-- Start of INFORMATION SUPPLIED --

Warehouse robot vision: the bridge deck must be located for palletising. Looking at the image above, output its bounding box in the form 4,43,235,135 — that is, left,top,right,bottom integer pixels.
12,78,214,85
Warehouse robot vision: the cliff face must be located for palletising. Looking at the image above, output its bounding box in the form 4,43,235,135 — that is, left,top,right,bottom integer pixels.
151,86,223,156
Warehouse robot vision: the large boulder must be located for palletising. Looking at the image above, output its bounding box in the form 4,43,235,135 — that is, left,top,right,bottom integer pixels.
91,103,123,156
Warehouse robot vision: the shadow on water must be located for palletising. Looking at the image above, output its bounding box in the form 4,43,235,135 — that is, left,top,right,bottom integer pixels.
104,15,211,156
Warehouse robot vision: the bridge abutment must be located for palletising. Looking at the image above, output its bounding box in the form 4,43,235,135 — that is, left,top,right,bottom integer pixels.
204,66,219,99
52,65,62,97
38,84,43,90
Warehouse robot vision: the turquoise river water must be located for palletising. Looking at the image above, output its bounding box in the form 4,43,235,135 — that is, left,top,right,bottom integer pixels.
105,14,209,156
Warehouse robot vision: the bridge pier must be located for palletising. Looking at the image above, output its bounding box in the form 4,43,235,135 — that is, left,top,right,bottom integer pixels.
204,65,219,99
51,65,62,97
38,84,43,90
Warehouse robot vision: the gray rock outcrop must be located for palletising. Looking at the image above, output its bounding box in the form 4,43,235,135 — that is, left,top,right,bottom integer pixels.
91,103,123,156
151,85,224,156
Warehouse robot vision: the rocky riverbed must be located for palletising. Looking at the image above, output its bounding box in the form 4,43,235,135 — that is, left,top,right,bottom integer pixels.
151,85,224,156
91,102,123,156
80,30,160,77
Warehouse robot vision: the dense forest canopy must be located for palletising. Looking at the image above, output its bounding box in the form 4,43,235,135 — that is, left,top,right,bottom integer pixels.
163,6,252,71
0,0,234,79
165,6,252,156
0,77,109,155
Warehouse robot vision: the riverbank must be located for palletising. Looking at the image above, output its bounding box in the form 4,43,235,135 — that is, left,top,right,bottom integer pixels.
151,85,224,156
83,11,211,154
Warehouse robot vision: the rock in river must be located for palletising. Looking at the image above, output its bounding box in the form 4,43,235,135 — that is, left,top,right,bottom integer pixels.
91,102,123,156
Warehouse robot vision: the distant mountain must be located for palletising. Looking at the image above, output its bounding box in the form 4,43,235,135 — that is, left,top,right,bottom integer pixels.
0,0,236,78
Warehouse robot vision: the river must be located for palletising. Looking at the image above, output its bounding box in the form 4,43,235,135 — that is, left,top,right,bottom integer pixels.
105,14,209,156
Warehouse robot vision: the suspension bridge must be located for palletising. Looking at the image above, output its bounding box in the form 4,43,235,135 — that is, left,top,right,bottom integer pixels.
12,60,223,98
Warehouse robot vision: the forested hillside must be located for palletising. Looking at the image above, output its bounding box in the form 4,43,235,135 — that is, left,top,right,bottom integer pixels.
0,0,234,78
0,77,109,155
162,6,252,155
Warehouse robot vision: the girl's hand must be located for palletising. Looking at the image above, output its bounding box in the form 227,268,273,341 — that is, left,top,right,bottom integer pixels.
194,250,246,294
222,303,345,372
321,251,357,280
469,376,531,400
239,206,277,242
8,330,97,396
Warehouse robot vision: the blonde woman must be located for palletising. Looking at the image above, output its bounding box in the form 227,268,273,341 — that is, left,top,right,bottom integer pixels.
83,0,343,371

-- End of INFORMATION SUPPLIED --

PROBLEM STATEMENT - Express all of the material above as a two-column CSV with the header request,bounding_box, one row per request. Put each field in double quotes and turn any line breaks within a field into spaces.

EXERCISE RESULT -
request,bounding_box
"Warehouse robot vision: the bridge deck must be located for palletising. Looking at the image above, output its bounding box in the form 4,43,235,135 — that is, left,top,right,bottom integer pixels.","12,78,214,85"
"Warehouse robot vision: the cliff face must be located for palletising. Looking at the image above, output its bounding box in the form 4,43,235,135 — that is, left,top,right,bottom integer pixels.","151,86,223,156"
"Warehouse robot vision: the large boulder must be located for palletising. Looking at the image above, output its bounding box in the form 4,43,235,135 — that is, left,top,right,bottom integer pixels.","91,103,123,156"
"Warehouse robot vision: the shadow on water must be located for palletising. Looking at the image above, output its bounding box in the form 4,43,235,135 — that is, left,top,right,bottom integer pixels.","104,15,211,156"
"Warehouse robot vision: the bridge abutment must be located for palletising. Looking at the image above, output its bounding box in the form 4,43,235,135 — that is, left,top,right,bottom integer pixels.","204,66,219,99 52,65,62,97 38,84,43,90"
"Warehouse robot vision: the turquoise river water must be located for palletising. Looking at the image above, output its bounding box in the form 4,43,235,135 — that is, left,top,right,bottom integer pixels.","105,14,209,156"
"Warehouse robot vision: the bridge pier must be located for palletising. Looking at the image above, output its bounding box in the form 4,43,235,135 — that is, left,top,right,bottom integer pixels.","204,65,219,99 51,65,62,97 38,84,43,90"
"Warehouse robot vision: the gray rock outcrop must be located for palletising. Looking at the image above, output its bounding box in the form 4,43,235,135 — that is, left,top,right,bottom integer pixels.","91,103,123,156 151,85,224,156"
"Warehouse robot vision: the rocky riverbed must be located for palletising. Looking at the image above, output its bounding box in the form 4,43,235,135 — that is, left,top,right,bottom integer pixels.","151,85,224,156 91,102,123,156 80,30,160,77"
"Warehouse robot vision: the dense forest canopy must be located for palletising. Looking at the image above, output its bounding box in the form 4,43,235,135 — that is, left,top,right,bottom integer pixels.","163,6,252,71 0,0,234,79 165,6,252,156 0,77,109,155"
"Warehouse robot vision: the riverbank must be located for palletising. Looking at the image above, output its bounding box in the form 4,43,235,135 — that is, left,top,right,bottom integer pixels.","151,85,224,156 83,11,211,154"
"Warehouse robot vision: the rock in river must be located for palletising. Looking at the image above, output its bounding box in the form 4,43,235,135 — that is, left,top,right,bottom integer pixels.","91,102,123,156"
"Warehouse robot vision: the distant mountain must be located for palletising. Looking at the image above, output its bounding box in the form 4,43,235,135 — that is, left,top,right,bottom integer pixels.","0,0,236,78"
"Warehouse robot vision: the river must be located for palletising. Looking at the image above, output its bounding box in the form 4,43,235,135 — that is, left,top,right,bottom integer pixels.","105,14,209,156"
"Warehouse robot vision: the suspension bridge must be located for palletising. Looking at the image above, output its bounding box in the form 4,43,235,135 — that is, left,top,right,bottom integer pixels.","12,60,223,98"
"Warehouse robot vision: the forested hillside must be located for palletising. Looking at the image above, output its bounding box in the form 4,43,235,135 — that is, left,top,right,bottom integer pixels.","0,0,234,78 0,77,109,155 162,6,252,155"
"Warehouse robot vision: the girl's hand must be located for palletising. Looking at the image above, output its bounding box in the form 227,268,273,341 — that is, left,top,right,bottom integer pixels.","194,250,246,294 222,303,345,372 321,251,357,280 469,376,531,400 239,206,277,242 8,330,97,396"
"Warehouse robot vision: the blonde woman must be located for palletising. Looking at the image above, output its bounding box in the form 227,268,273,341 — that is, left,top,right,bottom integer pixels.","83,0,343,371"